- DOCUMENT PASSAGE -
Everything was a plan by Calypso to regain her god-powers
What other reason would this selfish sea-godess have to help ANYONE?
  • Calypso/Tia Dalma is implied to be more powerful than she typically shows (getting the Black Pearl out of Davy Jones' locker, stripping Barbossa's arm to the bone). The compass is definitely a symbol of direction. For all we know, she could have been remotely directing the compass herself, telling Jack it was leading him where he wanted - when it was leading him where she wanted.
  • So Calypso gave Jack Sparrow a magic compass one day, assuming that its use would get him into conflict with Davy Jones and would also make him meet Barbossa, who would then propose to unseal her powers, then Barbossa would lead a mutiny, which would get Jack to meet Will Turner, who would kill Jones and become a proper captain of the Flying Dutchman? That's a thousand miles deep in the Gambit Roulette jungle. She could easily be manipulating the main characters beginning during the second movie, but everything?
    • She lost her powers, but she might still have her godlike knowledge. Gambit Roulette is safer when you know how the wheel is rigged.
      • Only if you assume a god is, by nature, omniscient.
      • Pagan gods, other than a handful like Odin, aren't typically Omniscient. And Odin obtains his through having his thought and memory flying through the world in fairly vulnerable forms, and giving up an eye and being hung a tree. I think it's safe to say Calypso is not omniscient, though possibly aqua/marnscient, all knowing of things relating to water/the sea.
      • She certainly had knowledge beyond the other characters (she sensed Will's "touch of destiny", for one) but wasn't omniscient, or she would have known Davy Jones was the one who betrayed her to the Brethren Court. Still, the powers she did still have would probably have been enough to at least simplify a Gambit Roulette like that.

Captain Barbossa was the Marquis de Sade from Quills.
This fellow Geoffrey Rush character found a time machine and then ended up stranded in the Caribbean. After Jack made him his first mate (Jack was too drunk to tell this fella wasn't a pirate), he filled the rest of the crew with his personal fetishes — a black bondage guy, an ambiguously gay duo, etc. This explains why he cared about the curse the most. The other pirates were annoyed; but the very idea of not being able to enjoy sex drove him crazy with anger.
  • Eventually, he found a way to magically duplicate himself and sent the duplicates even further back in time. One of his selves became spymaster to Queen Elizabeth I; the other hung around a certain hack playwright.

Mr. Gibbs has a son.
And his son has a son, and his son, and so on, all the way down to Jethro Gibbs.
  • And a possible distant relative, Gibby

Barbossa's Piece Of Eight was one of Jack's Pieces of Eight.
One of Jack's plots for immortality was to gather all of the pieces of eight. He got one by fitting the requirements and taking Teague's place when Teague took the place of the bookmaster; then he killed or de-captained another of the Pirate Lords. Barbossa leaves Jack on the island, sans crew or ship, and takes what he assumes to be Jack's only Piece of Eight. Then he finds out afterwards, possibly (after the first movie) from Calypso, that Jack was still one of the Pirate Lords, having kept either his own Piece of Eight or the stolen one, leaving us with him knowing that they would need to bring Jack back from Davy Jones' Locker for the Pirate Council.

(Segmentation mask data)
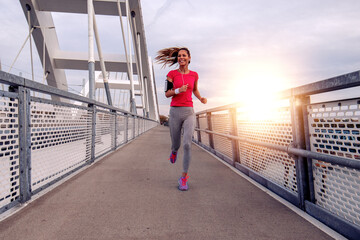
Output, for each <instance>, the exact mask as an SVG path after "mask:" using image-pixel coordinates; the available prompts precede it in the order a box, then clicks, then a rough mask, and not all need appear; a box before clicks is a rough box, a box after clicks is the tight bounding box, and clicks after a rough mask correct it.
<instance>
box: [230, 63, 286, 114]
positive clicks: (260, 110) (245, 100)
mask: <svg viewBox="0 0 360 240" xmlns="http://www.w3.org/2000/svg"><path fill="white" fill-rule="evenodd" d="M237 76H238V79H237V80H236V84H234V88H233V89H231V91H232V97H233V99H235V101H236V102H239V103H240V104H241V105H242V106H243V109H246V112H247V113H248V115H249V116H248V118H251V119H252V120H265V119H269V120H270V119H275V118H277V116H276V113H277V111H276V108H278V107H279V104H278V102H279V100H278V99H277V92H279V91H281V90H284V89H285V88H286V87H287V83H286V80H285V77H284V76H283V73H282V72H281V71H279V70H278V69H277V68H276V67H270V66H269V64H267V65H263V66H261V65H257V67H256V69H255V68H254V67H251V66H250V67H249V66H248V67H247V68H245V70H240V72H239V73H238V74H237Z"/></svg>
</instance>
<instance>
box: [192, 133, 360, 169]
mask: <svg viewBox="0 0 360 240" xmlns="http://www.w3.org/2000/svg"><path fill="white" fill-rule="evenodd" d="M195 130H196V131H202V132H206V133H211V134H215V135H218V136H221V137H226V138H229V139H233V140H239V141H242V142H246V143H250V144H255V145H259V146H262V147H267V148H271V149H274V150H278V151H282V152H286V153H288V154H289V155H291V154H293V155H296V156H301V157H305V158H313V159H316V160H320V161H324V162H328V163H331V164H337V165H341V166H344V167H350V168H354V169H358V170H360V161H358V160H353V159H348V158H343V157H337V156H332V155H326V154H322V153H318V152H312V151H308V150H304V149H300V148H296V147H293V146H292V144H291V143H290V144H289V145H288V146H281V145H276V144H272V143H266V142H261V141H256V140H251V139H248V138H244V137H238V136H233V135H230V134H223V133H218V132H214V131H209V130H206V129H199V128H195Z"/></svg>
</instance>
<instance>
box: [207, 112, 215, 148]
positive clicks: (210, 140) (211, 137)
mask: <svg viewBox="0 0 360 240" xmlns="http://www.w3.org/2000/svg"><path fill="white" fill-rule="evenodd" d="M206 119H207V123H208V130H209V131H212V123H211V112H208V113H206ZM208 134H209V145H210V148H212V149H215V148H214V135H213V134H212V133H208Z"/></svg>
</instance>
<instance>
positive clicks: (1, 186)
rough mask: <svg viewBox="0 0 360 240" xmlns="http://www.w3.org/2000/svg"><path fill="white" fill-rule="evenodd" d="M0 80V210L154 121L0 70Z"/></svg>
mask: <svg viewBox="0 0 360 240" xmlns="http://www.w3.org/2000/svg"><path fill="white" fill-rule="evenodd" d="M0 83H2V84H5V85H6V86H7V88H8V89H9V91H0V138H1V139H0V213H3V212H4V211H6V210H8V209H10V208H11V207H14V206H15V205H17V204H19V203H24V202H26V201H28V200H29V199H30V198H31V196H32V195H34V194H36V193H38V192H40V191H41V190H43V189H45V188H46V187H48V186H50V185H52V184H54V183H55V182H57V181H59V180H60V179H62V178H64V177H65V176H68V175H69V174H70V173H72V172H75V171H77V170H79V169H80V168H82V167H84V166H86V165H88V164H91V163H93V162H94V161H95V159H97V158H99V157H101V156H103V155H105V154H107V153H109V152H111V151H114V150H116V149H117V148H118V147H119V146H121V145H123V144H125V143H127V142H128V141H129V140H132V139H134V138H136V137H137V136H139V135H140V134H142V133H144V132H146V131H147V130H149V129H151V128H153V127H155V126H157V125H158V122H156V121H153V120H151V119H146V118H143V117H141V116H138V115H134V114H132V113H130V112H126V111H123V110H120V109H117V108H115V107H112V106H109V105H106V104H103V103H99V102H96V101H94V100H91V99H88V98H85V97H82V96H79V95H76V94H72V93H69V92H66V91H62V90H59V89H57V88H54V87H50V86H47V85H43V84H39V83H36V82H33V81H30V80H27V79H24V78H21V77H18V76H15V75H12V74H8V73H5V72H1V71H0ZM31 92H32V93H33V94H31ZM34 93H37V94H36V95H42V96H43V97H42V98H39V97H36V96H34V95H35V94H34ZM31 95H32V96H31ZM51 98H55V99H59V98H60V99H61V101H54V100H50V99H51Z"/></svg>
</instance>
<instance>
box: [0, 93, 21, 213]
mask: <svg viewBox="0 0 360 240" xmlns="http://www.w3.org/2000/svg"><path fill="white" fill-rule="evenodd" d="M18 111H19V109H18V99H16V98H9V97H4V96H1V97H0V136H1V137H0V208H1V207H4V206H6V205H7V204H9V203H11V202H13V201H14V200H16V199H18V198H19V195H20V186H19V184H20V182H19V126H18V124H19V120H18Z"/></svg>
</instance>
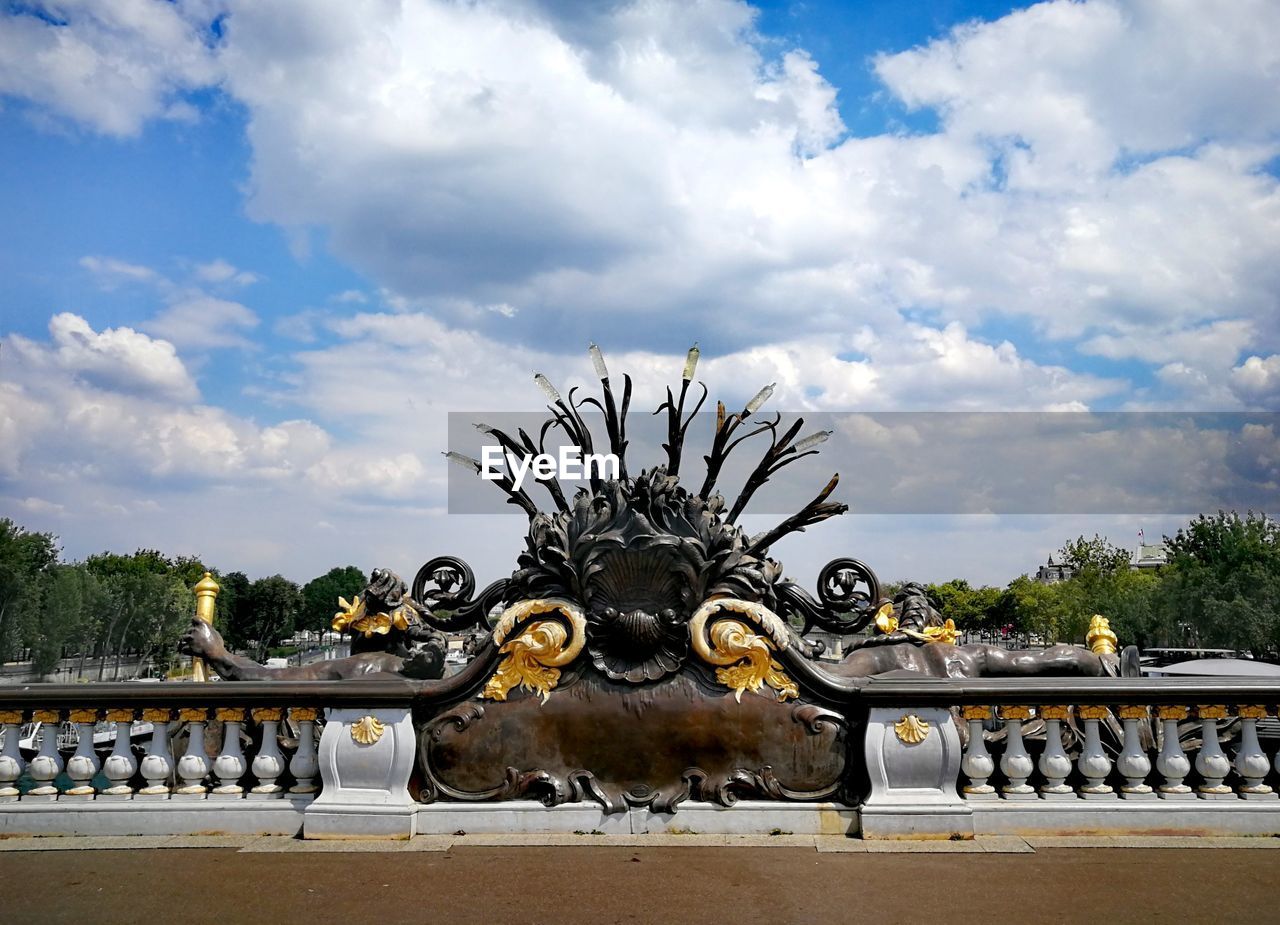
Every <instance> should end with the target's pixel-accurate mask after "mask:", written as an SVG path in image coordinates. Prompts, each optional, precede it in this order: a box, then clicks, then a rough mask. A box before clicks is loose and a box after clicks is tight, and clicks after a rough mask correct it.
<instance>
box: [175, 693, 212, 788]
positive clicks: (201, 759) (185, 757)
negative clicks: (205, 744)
mask: <svg viewBox="0 0 1280 925" xmlns="http://www.w3.org/2000/svg"><path fill="white" fill-rule="evenodd" d="M178 719H179V720H182V722H184V723H186V724H187V751H184V752H183V755H182V757H180V759H178V778H179V780H180V786H179V787H178V788H175V789H174V792H173V798H174V800H205V798H206V797H207V796H209V788H207V787H205V778H206V777H209V771H210V770H211V769H212V763H211V761H210V760H209V755H206V754H205V723H207V722H209V710H206V709H204V708H198V706H197V708H187V709H182V710H179V711H178Z"/></svg>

- EXERCISE INSTRUCTIONS -
Update the Pirates of the Caribbean fan theories by giving them again, starting with "One of Jack's plots" and going on through "the Pirate Council.", with "Pirate Council" replaced by "Brethren Court".

- RESULT OF THIS EXERCISE -
One of Jack's plots for immortality was to gather all of the pieces of eight. He got one by fitting the requirements and taking Teague's place when Teague took the place of the bookmaster; then he killed or de-captained another of the Pirate Lords. Barbossa leaves Jack on the island, sans crew or ship, and takes what he assumes to be Jack's only Piece of Eight. Then he finds out afterwards, possibly (after the first movie) from Calypso, that Jack was still one of the Pirate Lords, having kept either his own Piece of Eight or the stolen one, leaving us with him knowing that they would need to bring Jack back from Davy Jones' Locker for the Brethren Court.